Wherever a picture appears in the listing below, leave it out and reproduce the rest exactly.

◆ Data records
◇ ◇ ◇ ◇

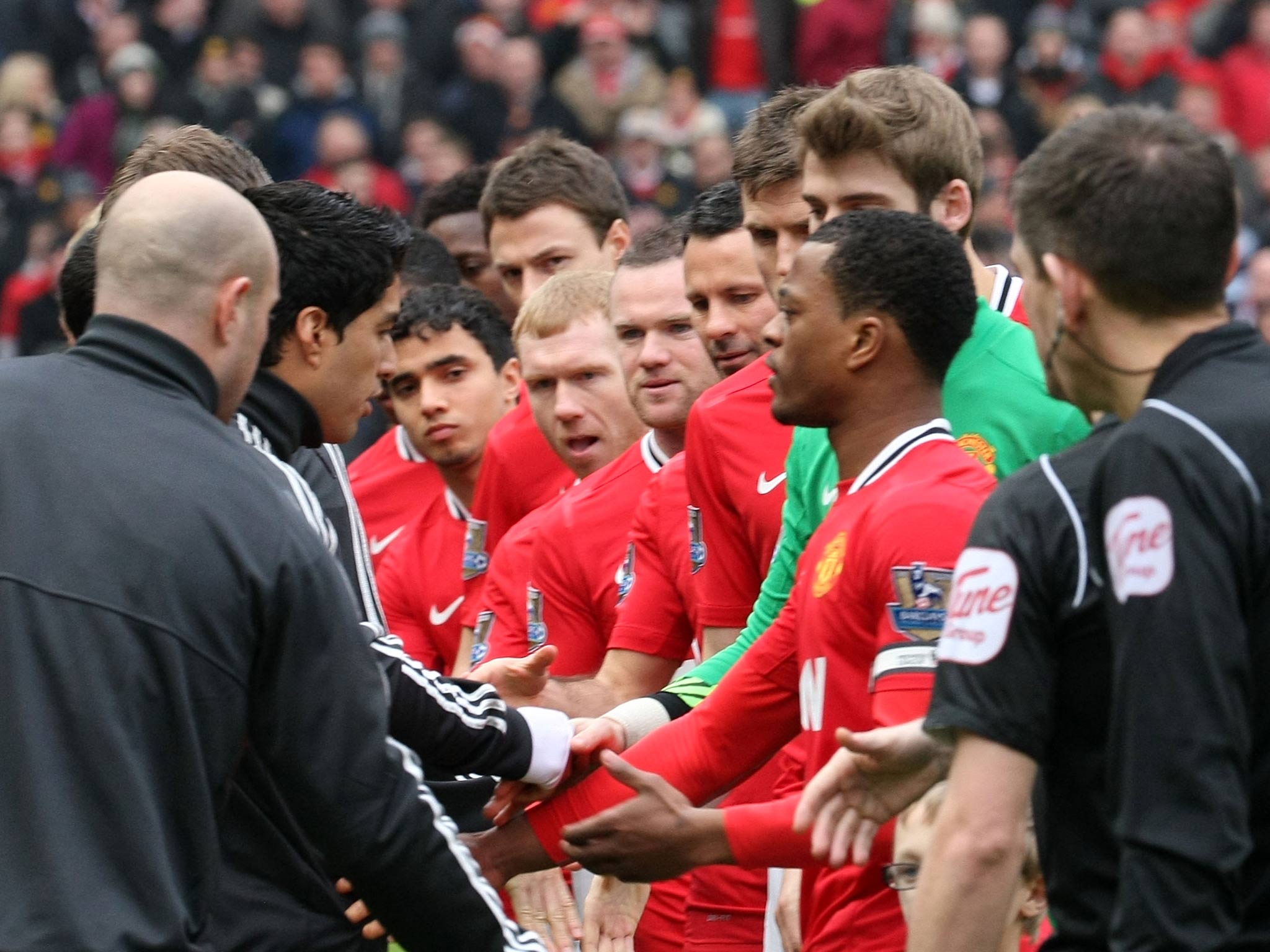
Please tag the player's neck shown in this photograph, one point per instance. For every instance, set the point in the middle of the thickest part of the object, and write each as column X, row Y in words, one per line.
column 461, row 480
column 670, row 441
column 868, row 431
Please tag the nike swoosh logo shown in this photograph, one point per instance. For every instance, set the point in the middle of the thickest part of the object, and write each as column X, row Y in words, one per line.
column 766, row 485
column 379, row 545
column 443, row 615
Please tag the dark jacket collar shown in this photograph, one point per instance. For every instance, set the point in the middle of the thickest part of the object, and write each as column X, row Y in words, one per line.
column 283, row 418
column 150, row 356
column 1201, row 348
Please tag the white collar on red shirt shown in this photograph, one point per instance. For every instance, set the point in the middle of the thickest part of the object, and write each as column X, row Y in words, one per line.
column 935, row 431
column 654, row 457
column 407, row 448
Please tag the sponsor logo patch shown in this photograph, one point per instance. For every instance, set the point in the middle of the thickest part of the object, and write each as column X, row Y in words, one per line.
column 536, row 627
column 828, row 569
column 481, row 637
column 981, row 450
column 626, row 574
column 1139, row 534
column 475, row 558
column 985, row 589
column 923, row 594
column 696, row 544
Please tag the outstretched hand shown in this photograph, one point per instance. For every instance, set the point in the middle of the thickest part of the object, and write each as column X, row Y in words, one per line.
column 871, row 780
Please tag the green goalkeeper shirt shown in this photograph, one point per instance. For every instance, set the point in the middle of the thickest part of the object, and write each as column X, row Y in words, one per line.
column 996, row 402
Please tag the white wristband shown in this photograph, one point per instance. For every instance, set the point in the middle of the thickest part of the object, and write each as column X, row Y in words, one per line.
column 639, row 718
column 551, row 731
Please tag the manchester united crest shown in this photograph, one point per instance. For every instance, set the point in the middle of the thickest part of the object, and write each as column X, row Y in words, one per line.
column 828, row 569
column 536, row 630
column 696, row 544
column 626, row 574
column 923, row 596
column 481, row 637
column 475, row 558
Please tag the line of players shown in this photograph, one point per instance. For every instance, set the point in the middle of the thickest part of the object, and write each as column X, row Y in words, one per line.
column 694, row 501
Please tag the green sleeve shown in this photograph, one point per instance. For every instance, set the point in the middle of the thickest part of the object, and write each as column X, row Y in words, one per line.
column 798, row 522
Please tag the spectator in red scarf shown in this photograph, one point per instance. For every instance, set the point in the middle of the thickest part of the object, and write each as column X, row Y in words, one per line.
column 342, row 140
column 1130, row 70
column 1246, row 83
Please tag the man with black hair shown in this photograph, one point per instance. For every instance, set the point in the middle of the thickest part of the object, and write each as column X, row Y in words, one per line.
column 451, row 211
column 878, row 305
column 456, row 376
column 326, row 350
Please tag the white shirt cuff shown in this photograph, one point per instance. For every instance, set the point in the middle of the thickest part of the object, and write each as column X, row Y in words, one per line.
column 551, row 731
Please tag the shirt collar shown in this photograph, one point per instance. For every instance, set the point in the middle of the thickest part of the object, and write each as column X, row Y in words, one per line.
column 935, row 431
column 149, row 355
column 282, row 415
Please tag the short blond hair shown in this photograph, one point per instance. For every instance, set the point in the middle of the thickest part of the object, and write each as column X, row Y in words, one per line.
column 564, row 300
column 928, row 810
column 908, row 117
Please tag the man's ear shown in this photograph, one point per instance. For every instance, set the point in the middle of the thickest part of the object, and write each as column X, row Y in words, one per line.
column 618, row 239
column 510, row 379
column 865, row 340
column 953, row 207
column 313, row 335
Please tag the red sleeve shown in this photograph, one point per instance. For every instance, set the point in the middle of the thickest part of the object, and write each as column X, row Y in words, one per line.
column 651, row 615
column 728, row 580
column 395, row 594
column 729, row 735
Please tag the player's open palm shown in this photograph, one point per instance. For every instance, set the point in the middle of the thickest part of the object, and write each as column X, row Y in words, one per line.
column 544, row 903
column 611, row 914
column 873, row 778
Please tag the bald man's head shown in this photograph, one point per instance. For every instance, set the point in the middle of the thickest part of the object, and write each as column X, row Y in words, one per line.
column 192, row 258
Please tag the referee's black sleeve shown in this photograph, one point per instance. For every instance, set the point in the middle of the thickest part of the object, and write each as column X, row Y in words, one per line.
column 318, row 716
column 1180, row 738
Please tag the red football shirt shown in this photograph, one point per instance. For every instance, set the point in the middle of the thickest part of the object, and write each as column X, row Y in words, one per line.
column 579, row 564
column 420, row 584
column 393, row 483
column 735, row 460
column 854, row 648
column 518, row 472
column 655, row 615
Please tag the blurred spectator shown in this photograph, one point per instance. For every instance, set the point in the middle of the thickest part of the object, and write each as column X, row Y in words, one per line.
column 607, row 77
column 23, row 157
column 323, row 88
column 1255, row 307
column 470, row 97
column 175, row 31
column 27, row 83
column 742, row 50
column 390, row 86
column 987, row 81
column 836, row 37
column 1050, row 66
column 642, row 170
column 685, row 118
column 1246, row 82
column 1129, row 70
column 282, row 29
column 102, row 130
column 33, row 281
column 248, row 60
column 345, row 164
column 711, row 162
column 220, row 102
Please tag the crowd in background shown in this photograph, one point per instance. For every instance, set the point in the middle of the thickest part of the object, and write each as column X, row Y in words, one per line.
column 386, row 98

◇ ◇ ◇ ◇

◆ Answer area
Please tag the player's neck shown in this photograph, one point per instance. For every instance, set the point in the middle of the thickest part of the object, and write each as column X, row Y in words, one per line.
column 461, row 480
column 670, row 441
column 868, row 431
Please tag the nike swoosh logo shown in this photograph, one point per instance. For every instance, set the point in the middle of the thickest part of the object, and write each as column X, row Y in words, one per line.
column 766, row 485
column 379, row 545
column 443, row 615
Please tag the dark jacket collar shown in this photograph, one point per instance. For every instance, set the point in the middle of the thickest part of the object, and write each as column X, row Y in words, one per line.
column 283, row 418
column 150, row 356
column 1201, row 348
Please tag the white collar on red shirt shown in this photograph, one point per instance. For every instance, set the point in the middle of the thickest part of the object, and write each as column X, row Y in words, one per line.
column 935, row 431
column 654, row 457
column 407, row 448
Please tag the sponsor logo patch shown in this photograph, one point per instance. For every instance, set the point in the middle of the thickest part of the object, and write each as column X, row Y in words, one per line.
column 536, row 627
column 828, row 569
column 481, row 637
column 981, row 450
column 626, row 574
column 1139, row 534
column 475, row 558
column 985, row 589
column 923, row 594
column 696, row 544
Please tag the outstretched hand shown in this photograph, one point per instance. For every instance, set the point in the middle of the thickest part of the object, and write each as column X, row Y in words, one per line.
column 871, row 780
Please tag the green goalkeeper shirt shown in this photograph, one point per instance. For every instance, set the point in the middle of the thickest part of the object, and write each as column X, row Y in words, one per line.
column 996, row 402
Please tag the white wristband shown in this photograph, one point per instance. For every instance, set the point in the middle of the thickest part of the object, and write each as column X, row Y in words, one per line.
column 639, row 718
column 551, row 731
Please tag the manchester united crest shown in this photograph, one point per instance. For every instance, set the point in the middle of the thickest part of the object, and write each as column X, row Y in words, one per line.
column 828, row 569
column 536, row 630
column 696, row 544
column 626, row 574
column 923, row 596
column 481, row 637
column 475, row 558
Please tag the line of players shown in this photograph, one point per instance. For every instance, set the point in the middle of the thickest part of the object, and write each as column X, row Y in words, one per line.
column 694, row 501
Please tag the green sleeve shown in this photograph, one point per instance. For every instance, set the point in the middle of the thickest part of the object, and write each as column X, row Y in words, one per line.
column 798, row 522
Please tag the spectator in red scarf shown in this photograph, one point per instance. For every instance, set the point in the middle of the thickest part of the object, and write each as column X, row Y in words, one per line.
column 342, row 140
column 1130, row 70
column 1246, row 83
Please tag the man with black hair shown in this photograph, one point per instance. For every instance, set the point in the middle of the thickest part of the object, and write each as column X, row Y in words, one per line.
column 451, row 211
column 878, row 305
column 456, row 376
column 326, row 350
Please tag the white shirt cuff shown in this photograph, one point per instance. For every instance, set the point in the middle of the thickest part of the object, and write each as column X, row Y in words, one per line.
column 551, row 731
Please tag the shirt collar shown in this photograph, one point per instance. For every instance, set the point in the middle of the thickest part of the object, and write each as column X, row Y in words, one per line.
column 935, row 431
column 149, row 355
column 282, row 415
Please tag the short blond hair shown in this photograph, one point per instance. For every instance, set the point in the middle of the thickest part of the object, and write each as column X, row Y in words, one per line.
column 564, row 300
column 928, row 810
column 908, row 117
Please tag the man's ear shown in this photograph, one point per instance. For every instance, set the point in the middle of the thickest part of the object, and write each as column X, row Y in words, one per line.
column 618, row 239
column 510, row 379
column 865, row 340
column 953, row 207
column 313, row 335
Please tag the red sleeve shown in this photograph, one point per instance. For every instance, set the point in the middle of the thickest part of the object, and write each as column X, row Y in words, one per line.
column 651, row 615
column 728, row 580
column 395, row 594
column 729, row 735
Please tag the player's open palm shown in this photograph, one point per instance. For every instance, set the point in the middle of the thickest part of the object, and write each as column X, row Y in words, one per line.
column 544, row 903
column 611, row 914
column 873, row 778
Please tag the bald man's head shown in this photograph, one point per instance. For every instance, set the point in the middle of the thickest part of the object, and write each as column X, row Y in words, one per line.
column 192, row 258
Please tag the referee's black sleeve shown in this photograph, one point per instance. For every instance, set the point in the middle of the thickest part of the object, and write each as column X, row Y in words, one per line.
column 318, row 716
column 1180, row 738
Please tag the red football shirt shown in this photograph, one point per instance. For every instance, set the point in the middle of the thickest part of the object, and write each as column X, row Y in words, one per line.
column 579, row 564
column 420, row 584
column 393, row 483
column 735, row 460
column 854, row 648
column 518, row 472
column 655, row 615
Please tag the blurred spectator shown in this photograph, one point per instance. For every instance, set the point in the middle of the thickest part of the object, and write each as column X, row Y in words, one per line.
column 607, row 77
column 23, row 157
column 323, row 88
column 1255, row 307
column 470, row 97
column 175, row 31
column 27, row 83
column 742, row 50
column 390, row 86
column 987, row 81
column 836, row 37
column 1050, row 66
column 642, row 170
column 685, row 118
column 1246, row 82
column 1129, row 70
column 282, row 29
column 102, row 130
column 33, row 281
column 248, row 60
column 345, row 164
column 711, row 162
column 220, row 102
Please tag the crowd in background shown in this photograph, one point per instance. For every instance, set the point in the middle of the thickest part of the object, and write each as column X, row Y in words, one per line.
column 386, row 98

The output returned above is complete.